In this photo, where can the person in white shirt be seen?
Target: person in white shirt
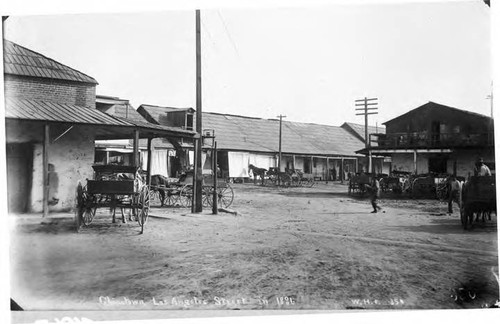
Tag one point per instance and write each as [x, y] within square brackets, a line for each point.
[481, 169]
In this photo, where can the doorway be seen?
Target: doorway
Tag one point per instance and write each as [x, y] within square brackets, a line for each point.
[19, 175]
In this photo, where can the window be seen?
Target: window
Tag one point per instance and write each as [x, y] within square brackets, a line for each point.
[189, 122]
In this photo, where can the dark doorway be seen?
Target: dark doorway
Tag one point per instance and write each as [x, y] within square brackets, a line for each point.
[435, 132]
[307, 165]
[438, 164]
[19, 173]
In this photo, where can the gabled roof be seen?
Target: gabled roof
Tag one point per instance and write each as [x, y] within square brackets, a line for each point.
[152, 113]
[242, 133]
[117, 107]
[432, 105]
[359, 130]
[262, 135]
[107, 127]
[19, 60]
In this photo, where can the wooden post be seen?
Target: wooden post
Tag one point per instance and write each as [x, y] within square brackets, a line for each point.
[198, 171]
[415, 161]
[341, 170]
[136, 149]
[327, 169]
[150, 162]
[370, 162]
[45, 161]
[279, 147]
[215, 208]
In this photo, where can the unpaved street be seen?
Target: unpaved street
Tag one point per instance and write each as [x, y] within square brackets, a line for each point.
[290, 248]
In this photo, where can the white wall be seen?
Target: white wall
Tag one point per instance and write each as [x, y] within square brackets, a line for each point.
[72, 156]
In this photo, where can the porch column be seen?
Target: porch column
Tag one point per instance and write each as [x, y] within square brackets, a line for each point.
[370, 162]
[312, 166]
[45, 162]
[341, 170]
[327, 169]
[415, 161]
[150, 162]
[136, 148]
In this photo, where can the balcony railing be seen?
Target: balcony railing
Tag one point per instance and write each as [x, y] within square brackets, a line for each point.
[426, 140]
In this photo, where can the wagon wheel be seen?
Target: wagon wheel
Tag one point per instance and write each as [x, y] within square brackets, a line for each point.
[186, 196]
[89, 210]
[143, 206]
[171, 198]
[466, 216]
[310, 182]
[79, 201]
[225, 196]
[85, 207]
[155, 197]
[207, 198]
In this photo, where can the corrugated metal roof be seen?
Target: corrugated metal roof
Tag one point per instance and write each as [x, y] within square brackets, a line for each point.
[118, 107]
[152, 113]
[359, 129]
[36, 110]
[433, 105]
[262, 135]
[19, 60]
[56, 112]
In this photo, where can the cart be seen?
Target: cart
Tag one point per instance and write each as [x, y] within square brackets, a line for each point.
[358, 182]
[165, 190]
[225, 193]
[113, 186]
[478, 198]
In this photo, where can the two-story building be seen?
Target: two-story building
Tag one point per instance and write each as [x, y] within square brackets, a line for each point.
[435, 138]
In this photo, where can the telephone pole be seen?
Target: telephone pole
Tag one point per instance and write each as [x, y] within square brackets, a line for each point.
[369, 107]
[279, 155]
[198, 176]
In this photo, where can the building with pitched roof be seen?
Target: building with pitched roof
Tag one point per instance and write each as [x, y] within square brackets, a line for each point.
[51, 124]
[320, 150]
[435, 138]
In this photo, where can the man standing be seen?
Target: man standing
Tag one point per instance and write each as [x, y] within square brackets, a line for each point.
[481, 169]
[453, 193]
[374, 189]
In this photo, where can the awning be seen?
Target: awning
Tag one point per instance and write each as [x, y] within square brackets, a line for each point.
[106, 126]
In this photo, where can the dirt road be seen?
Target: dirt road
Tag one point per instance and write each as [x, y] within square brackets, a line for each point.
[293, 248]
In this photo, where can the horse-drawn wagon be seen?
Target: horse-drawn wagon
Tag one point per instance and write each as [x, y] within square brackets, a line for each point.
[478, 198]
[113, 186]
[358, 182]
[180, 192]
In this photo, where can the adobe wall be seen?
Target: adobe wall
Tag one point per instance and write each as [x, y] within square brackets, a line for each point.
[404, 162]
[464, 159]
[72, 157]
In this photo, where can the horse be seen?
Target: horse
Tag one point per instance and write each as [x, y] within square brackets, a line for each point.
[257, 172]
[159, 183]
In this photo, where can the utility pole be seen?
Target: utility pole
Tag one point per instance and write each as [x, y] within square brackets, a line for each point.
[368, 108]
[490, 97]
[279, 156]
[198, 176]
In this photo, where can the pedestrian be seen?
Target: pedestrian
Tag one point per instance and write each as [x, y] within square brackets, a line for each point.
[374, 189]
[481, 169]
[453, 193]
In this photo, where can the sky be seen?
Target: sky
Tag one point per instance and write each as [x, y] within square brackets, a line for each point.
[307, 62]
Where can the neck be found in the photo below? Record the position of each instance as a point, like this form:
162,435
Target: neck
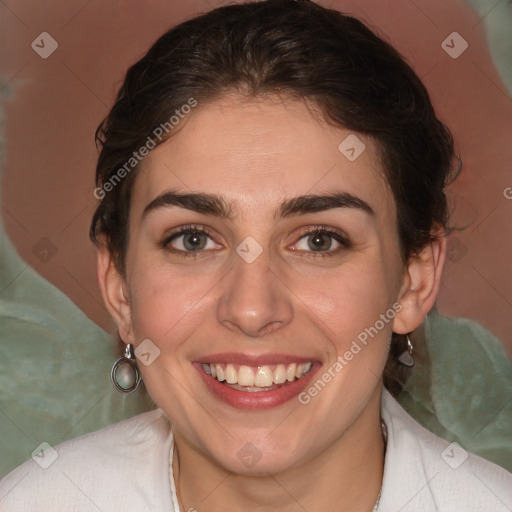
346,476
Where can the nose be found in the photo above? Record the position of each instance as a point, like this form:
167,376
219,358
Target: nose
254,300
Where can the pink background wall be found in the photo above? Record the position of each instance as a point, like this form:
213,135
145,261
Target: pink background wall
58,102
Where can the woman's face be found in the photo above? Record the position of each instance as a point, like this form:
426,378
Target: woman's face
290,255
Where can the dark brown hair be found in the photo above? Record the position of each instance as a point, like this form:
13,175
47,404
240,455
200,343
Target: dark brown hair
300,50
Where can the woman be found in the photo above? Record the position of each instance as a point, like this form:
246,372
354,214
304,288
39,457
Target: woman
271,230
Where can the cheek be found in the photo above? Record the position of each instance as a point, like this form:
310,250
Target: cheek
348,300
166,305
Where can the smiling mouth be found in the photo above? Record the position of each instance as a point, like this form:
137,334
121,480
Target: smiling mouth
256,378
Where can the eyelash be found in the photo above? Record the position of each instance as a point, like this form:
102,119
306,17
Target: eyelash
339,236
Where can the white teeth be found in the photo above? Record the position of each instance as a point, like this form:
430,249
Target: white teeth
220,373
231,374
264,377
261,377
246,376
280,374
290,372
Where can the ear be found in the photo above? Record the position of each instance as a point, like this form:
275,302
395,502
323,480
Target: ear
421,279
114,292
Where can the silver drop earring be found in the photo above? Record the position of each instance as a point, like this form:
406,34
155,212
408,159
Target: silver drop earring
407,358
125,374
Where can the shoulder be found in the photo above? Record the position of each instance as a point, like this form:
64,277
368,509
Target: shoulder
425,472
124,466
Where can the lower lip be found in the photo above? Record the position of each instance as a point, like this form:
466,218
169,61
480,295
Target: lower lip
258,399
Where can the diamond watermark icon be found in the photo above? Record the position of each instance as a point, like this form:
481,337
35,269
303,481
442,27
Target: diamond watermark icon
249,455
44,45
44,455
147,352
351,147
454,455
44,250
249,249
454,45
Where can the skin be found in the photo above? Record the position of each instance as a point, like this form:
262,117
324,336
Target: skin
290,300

THE TASK: All records above are to be repeated exactly, with the images left out.

FINISHED EXERCISE:
In this photo, where can the person in white shirt be seen?
Target: person in white shirt
Tag one point per instance and write each as [x, y] within square brackets, a line for each point.
[481, 169]
In this photo, where can the doorway be seen?
Target: doorway
Tag one point per instance and write each as [x, y] within square brackets, a line for each point.
[19, 175]
In this photo, where can the window be seen?
Target: window
Tag one point per instance and write each as [x, y] within square brackets, a line for each point.
[189, 122]
In this photo, where can the dark doorway be seen?
Target: dark doorway
Tag one point per instance and write each as [x, y] within square brackets, a line for each point.
[435, 132]
[307, 165]
[438, 164]
[19, 173]
In this photo, where can the gabled roof be seen?
Target: gabled roof
Tag one point per instance and write each as [x, y] within square brackets, a line for each point.
[152, 113]
[242, 133]
[117, 107]
[432, 105]
[359, 130]
[262, 135]
[107, 127]
[19, 60]
In this photo, where can the wooden post be seen?
Target: wooden post
Tag one point per instance and write each as [x, y] within square brackets, a line for each point.
[198, 171]
[415, 161]
[341, 170]
[136, 149]
[327, 169]
[150, 162]
[370, 162]
[45, 161]
[279, 147]
[215, 208]
In this photo, where can the unpaved street be seen?
Target: unpaved street
Tag one point per instance and write each as [x, y] within square brackets, a line for each point.
[290, 248]
In this photo, where can the white wall be seen?
Target: white wall
Tag one point per instance and write each as [x, y] within square brackets, a line for each point.
[72, 156]
In this photo, where can the porch column be seen?
Target: porch column
Tag one point per instance and write each as [x, y] within square brackets, a line for each point.
[370, 162]
[312, 166]
[45, 162]
[341, 170]
[327, 169]
[415, 161]
[150, 162]
[136, 148]
In this photo, where can the balcony railing be seen?
Target: balcony railing
Tag one point per instance and write each as [x, y] within square brackets, a line for each point.
[426, 140]
In this photo, where can the wagon wheel be seen?
Target: wagon wheel
Tag one point per instance and write each as [x, y] within square brackets, a line for each point.
[186, 196]
[89, 210]
[143, 206]
[171, 198]
[466, 216]
[310, 182]
[79, 201]
[225, 196]
[85, 207]
[155, 197]
[207, 198]
In this photo, where can the corrugated metal roof be seen?
Target: corrugated metal roof
Tag one point per instance and write each as [x, y] within square brackets, a line for each point.
[118, 107]
[152, 113]
[359, 129]
[36, 110]
[433, 105]
[262, 135]
[19, 60]
[56, 112]
In this photo, where can the cart be seen?
Target: cart
Tag one point per instance and write each as [x, y] within square brackets, a line for each point.
[358, 182]
[165, 190]
[225, 193]
[113, 186]
[478, 198]
In this photo, where can the two-story building be seen?
Target: two-story building
Tag one point per instance and write each as [x, y] within square brackets, a line for each point.
[435, 138]
In this photo, where can the telephone pole be seen?
Target: telephone pole
Tag one point per instance and write each as [x, y] within square brackets, a line for each point.
[369, 107]
[279, 155]
[198, 176]
In this photo, where can the building with pitched roof be seen?
Target: building with pitched roof
Tag one point per instance and write each as [x, y] within square brackets, a line for each point.
[51, 124]
[320, 150]
[435, 138]
In this photo, where can the man standing be seen?
Target: man standing
Tag one point per instance and write each as [x, y] within square brackets, a line for each point.
[481, 169]
[453, 193]
[374, 189]
In this photo, where can the awning be seen?
Target: awning
Tag one point per instance and write each as [x, y] within square brackets, a line for each point.
[106, 126]
In this photo, where can the dirt road be seen?
Target: dirt road
Tag one point per instance and write each as [x, y] within square brackets, a line for each point.
[293, 248]
In this photo, where can the horse-drawn wagon be seen?
Target: horse-drawn wagon
Tag one point per instance and write each as [x, y] within square brackets, a line for each point.
[478, 198]
[113, 186]
[358, 182]
[180, 192]
In this photo, where can the adobe wall be seen?
Target: adobe wall
Tag one point per instance and write each as [x, y] within square brackets, a line for each point.
[404, 162]
[464, 159]
[72, 157]
In this photo, where can the horse be seen?
Target: horse
Tag one point per instance and write each as [x, y] within square brackets, a line for each point.
[257, 172]
[159, 183]
In this photo, where can the utility pole be seen?
Target: utility pole
Tag one point per instance and write each as [x, y] within square brackets, a line for each point.
[368, 108]
[490, 97]
[279, 156]
[198, 176]
In this photo, where can the pedestrian be seen?
Target: pedestrian
Tag one point per instance and write each as [x, y] within square brackets, a line for each point.
[374, 189]
[481, 169]
[453, 193]
In this photo, where can the sky be seen?
Target: sky
Tag one point per instance and write each as [x, y] within square brackets, a line for each point.
[307, 62]
Where can the neck be found in the photo below? Record the position of each instance as a point, like this form:
162,435
Target: neck
346,476
Where can the nose be found in the photo above? Record the position of each instance as a point, like this form:
167,376
219,358
Target: nose
254,300
Where can the pink background wall be found in the photo above? Record the position of each instance as a point, like this form:
213,135
145,261
Target: pink background wall
58,102
Where can the woman's face be found in the photo above? Record the position of each instance as a point, like this form:
426,378
Target: woman's face
290,255
Where can the dark brown hair be found in the photo above? Record the position of each instance as a point, like this form:
13,175
47,404
240,455
200,343
Target: dark brown hair
300,50
Where can the woman be found in the photo above? Record the position of each instance as a point, like this form:
246,372
354,214
304,288
39,457
Target: woman
271,230
Where can the cheek be found in the photo above? Record the position of each instance as a point, like this form:
310,250
Target: cheek
348,300
166,305
Where can the smiling mouth be found in the photo above? Record the position of each instance as a point, like this form:
137,334
121,480
Target: smiling mouth
256,378
Where can the eyelash be found in the photo above? Record the position of each instance as a point, like this form:
102,119
306,17
Target: eyelash
339,236
Where can the white teeth be found in the photo above? Record the position of each instance as a point, like this form:
430,249
Target: white teeth
220,373
231,374
264,377
261,377
246,376
280,374
290,372
Where can the ear be found in the photo above? Record the position of each instance as a point, like this form:
275,302
395,502
323,480
Target: ear
421,279
114,292
Where can the silver drop earring be found in the photo above? Record the position of each instance as a point, like this form:
406,34
155,212
408,159
Target: silver drop earring
407,358
125,374
Where can the shoulder be found in the photo above? Record the position of each instance as a point, like this form:
64,277
368,509
Target: shoulder
425,472
124,466
Where can the lower lip be found in the photo above? Record the position of each instance as a point, like this form:
466,218
169,61
480,295
Target: lower lip
258,399
Where can the diamond watermark icon be found in the photo above? Record the position of each instance as a point, like this form:
481,337
35,269
303,481
442,27
Target: diamond watermark icon
249,455
44,45
44,455
147,352
351,147
454,455
44,250
249,249
454,45
Where can the skin be found in the photo above? Record the position of each instance as a point, like this form:
262,117
324,336
Target: skin
290,300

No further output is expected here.